* _Data supplied_:
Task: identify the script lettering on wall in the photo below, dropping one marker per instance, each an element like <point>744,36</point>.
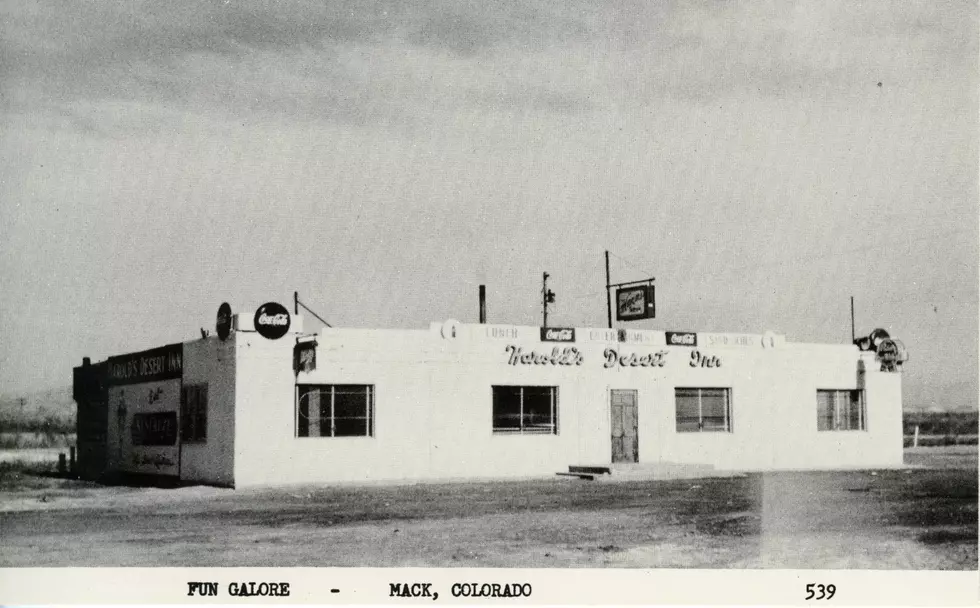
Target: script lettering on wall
<point>699,360</point>
<point>558,356</point>
<point>657,359</point>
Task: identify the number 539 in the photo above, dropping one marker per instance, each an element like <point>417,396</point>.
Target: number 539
<point>822,592</point>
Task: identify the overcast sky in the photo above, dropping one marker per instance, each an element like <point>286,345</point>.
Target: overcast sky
<point>764,161</point>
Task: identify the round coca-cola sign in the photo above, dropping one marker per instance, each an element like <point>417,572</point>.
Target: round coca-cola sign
<point>272,320</point>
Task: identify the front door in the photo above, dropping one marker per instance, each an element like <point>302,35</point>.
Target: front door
<point>622,407</point>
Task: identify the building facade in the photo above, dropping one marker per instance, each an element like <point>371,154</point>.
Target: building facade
<point>458,401</point>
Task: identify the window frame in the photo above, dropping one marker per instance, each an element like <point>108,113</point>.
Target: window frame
<point>842,403</point>
<point>194,413</point>
<point>370,393</point>
<point>726,391</point>
<point>521,430</point>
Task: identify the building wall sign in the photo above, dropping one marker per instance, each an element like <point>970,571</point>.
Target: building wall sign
<point>163,363</point>
<point>681,338</point>
<point>633,303</point>
<point>557,334</point>
<point>700,360</point>
<point>558,356</point>
<point>272,320</point>
<point>613,357</point>
<point>222,325</point>
<point>743,340</point>
<point>154,428</point>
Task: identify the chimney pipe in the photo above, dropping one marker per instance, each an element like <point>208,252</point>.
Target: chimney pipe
<point>483,304</point>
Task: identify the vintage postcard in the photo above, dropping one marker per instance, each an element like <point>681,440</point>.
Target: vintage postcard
<point>526,302</point>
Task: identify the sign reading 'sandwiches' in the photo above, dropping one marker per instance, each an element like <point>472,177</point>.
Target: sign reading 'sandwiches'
<point>163,363</point>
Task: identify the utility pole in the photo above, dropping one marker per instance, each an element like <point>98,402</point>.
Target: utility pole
<point>608,297</point>
<point>547,297</point>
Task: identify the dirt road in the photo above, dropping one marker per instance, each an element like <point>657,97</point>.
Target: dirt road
<point>922,518</point>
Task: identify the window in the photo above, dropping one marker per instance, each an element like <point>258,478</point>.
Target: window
<point>335,410</point>
<point>703,410</point>
<point>525,409</point>
<point>194,412</point>
<point>840,410</point>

* _Given exercise_: Please transcribe the whole listing above word for word, leaving out the picture.

* _Completed exercise_:
Task: identify the script lettering on wall in the photo below, dropping one marker per instance, each an element like <point>744,36</point>.
Target: script lettering on wall
<point>699,360</point>
<point>558,356</point>
<point>657,359</point>
Task: identify the number 539 in the photo above, dropping one marker per instance, each an element like <point>417,396</point>.
Target: number 539
<point>822,592</point>
Task: identify the overcast sky in the photo above, dropping one marker per instance, each an element like <point>286,345</point>.
Target: overcast sky
<point>764,161</point>
Task: identify the round coca-cola sign in the photo above, dropping one marker per instance, each an element like <point>417,572</point>.
Target: round coca-cola sign
<point>272,320</point>
Task: identify the front door in the photo above, dropping one marker per instance, each an element like <point>302,35</point>.
Target: front door
<point>622,407</point>
Task: identify the building facade in the photo above, dropping one marker per instance, each an element like <point>371,154</point>.
Target: building facade
<point>458,401</point>
Task: identify the window frame in the photo above, dropping one marker per instance, each an element like <point>108,113</point>.
Target: window frame
<point>842,403</point>
<point>194,413</point>
<point>370,393</point>
<point>726,391</point>
<point>521,430</point>
Task: identify the building wall sign in the photo above, dropping one marker per instance, each an element like <point>970,571</point>.
Target: building wall sign
<point>163,363</point>
<point>681,338</point>
<point>633,303</point>
<point>557,334</point>
<point>700,360</point>
<point>558,356</point>
<point>272,320</point>
<point>613,357</point>
<point>222,325</point>
<point>743,340</point>
<point>154,428</point>
Task: identify the chimney pipe in the photo above, dropping one marker per instance, each an element like <point>208,252</point>.
Target: chimney pipe
<point>483,304</point>
Task: identify the vintage postcard in the photo above, dropping one marker per instance, each an element like <point>681,440</point>.
Target: vintage postcard
<point>526,302</point>
Task: identify the sign reading 'sandwiches' in the photo above, dropping one marker per instance, each an element like <point>472,177</point>.
Target: sign reading 'sandwiches'
<point>163,363</point>
Task: identify the utility pole in the photo above, dropping one marker per instance, each an element like <point>98,402</point>.
Target: utility pole
<point>608,297</point>
<point>547,297</point>
Task: identify the dirt road in the photo above, dropping one marker per instance, each an element like <point>657,97</point>.
Target: dirt road
<point>922,518</point>
Task: identify the window in the photo above, dropping one marker per instance, each an element like <point>258,478</point>.
Target: window
<point>335,410</point>
<point>703,410</point>
<point>525,409</point>
<point>194,412</point>
<point>840,410</point>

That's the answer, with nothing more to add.